◆ **Written task**:
State how many lines of the listing below contain the string "blue". Reply with the number alone.
□ □ □
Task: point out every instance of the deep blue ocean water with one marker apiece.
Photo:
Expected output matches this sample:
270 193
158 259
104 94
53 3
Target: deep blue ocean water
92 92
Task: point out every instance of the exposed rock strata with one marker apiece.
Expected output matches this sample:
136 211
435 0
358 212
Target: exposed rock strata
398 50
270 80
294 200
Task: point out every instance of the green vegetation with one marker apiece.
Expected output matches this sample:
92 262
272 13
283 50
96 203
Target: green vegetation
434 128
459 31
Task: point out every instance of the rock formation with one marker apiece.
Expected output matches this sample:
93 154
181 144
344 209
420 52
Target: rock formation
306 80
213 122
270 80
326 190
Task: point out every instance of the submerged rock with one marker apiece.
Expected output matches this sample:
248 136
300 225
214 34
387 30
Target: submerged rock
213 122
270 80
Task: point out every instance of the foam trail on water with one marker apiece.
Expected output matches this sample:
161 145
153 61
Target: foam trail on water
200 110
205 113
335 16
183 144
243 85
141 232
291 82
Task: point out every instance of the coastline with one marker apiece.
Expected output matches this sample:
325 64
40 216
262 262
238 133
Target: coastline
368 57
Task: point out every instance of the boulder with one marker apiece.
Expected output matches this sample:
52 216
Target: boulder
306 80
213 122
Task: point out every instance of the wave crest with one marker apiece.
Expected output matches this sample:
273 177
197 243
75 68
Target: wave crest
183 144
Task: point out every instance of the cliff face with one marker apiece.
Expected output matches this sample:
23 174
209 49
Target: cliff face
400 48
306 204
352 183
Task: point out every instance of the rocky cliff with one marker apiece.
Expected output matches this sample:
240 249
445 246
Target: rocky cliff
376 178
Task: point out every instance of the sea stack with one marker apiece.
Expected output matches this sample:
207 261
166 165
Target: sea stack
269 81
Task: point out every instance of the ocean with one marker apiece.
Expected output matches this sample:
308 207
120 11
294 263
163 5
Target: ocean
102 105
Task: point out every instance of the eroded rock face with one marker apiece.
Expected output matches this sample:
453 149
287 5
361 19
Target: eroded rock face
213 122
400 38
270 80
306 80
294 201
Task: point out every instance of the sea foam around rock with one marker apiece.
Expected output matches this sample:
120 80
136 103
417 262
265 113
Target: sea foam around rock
□ □ □
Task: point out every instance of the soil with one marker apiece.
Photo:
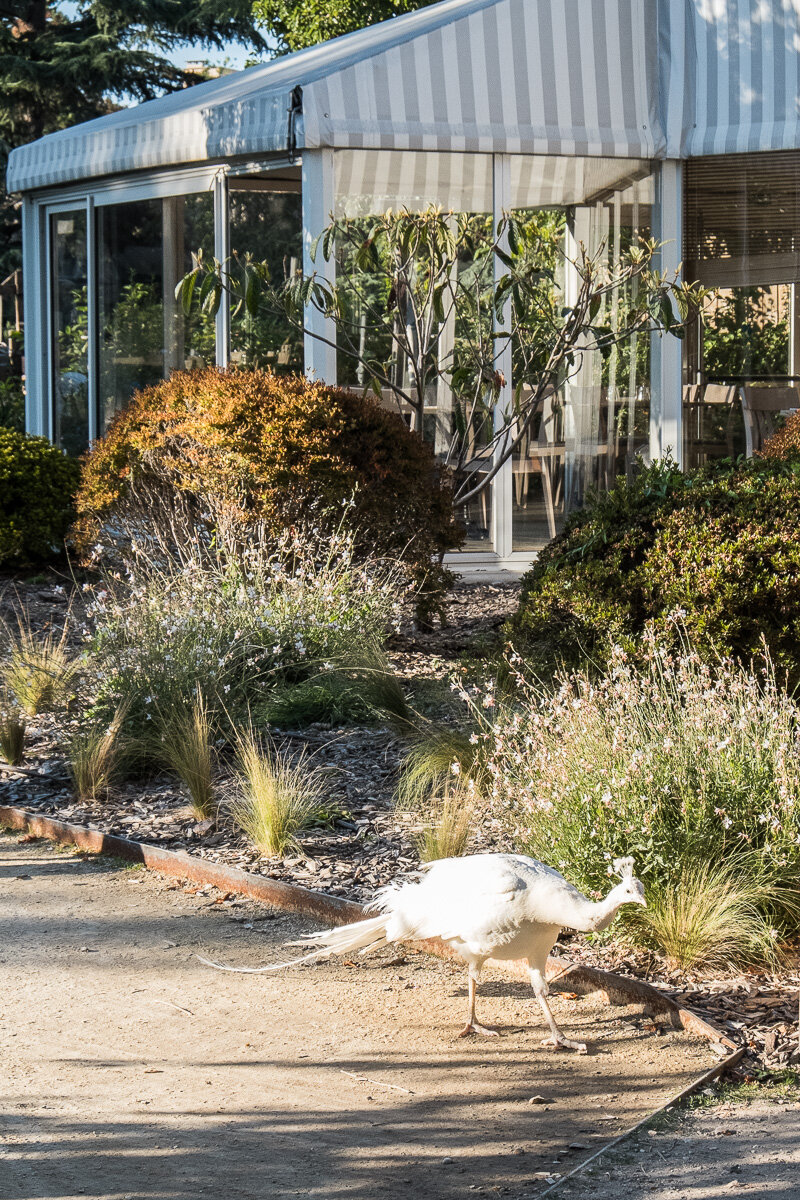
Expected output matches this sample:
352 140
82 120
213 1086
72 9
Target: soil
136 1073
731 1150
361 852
□ □ □
◆ **Answer to this task**:
2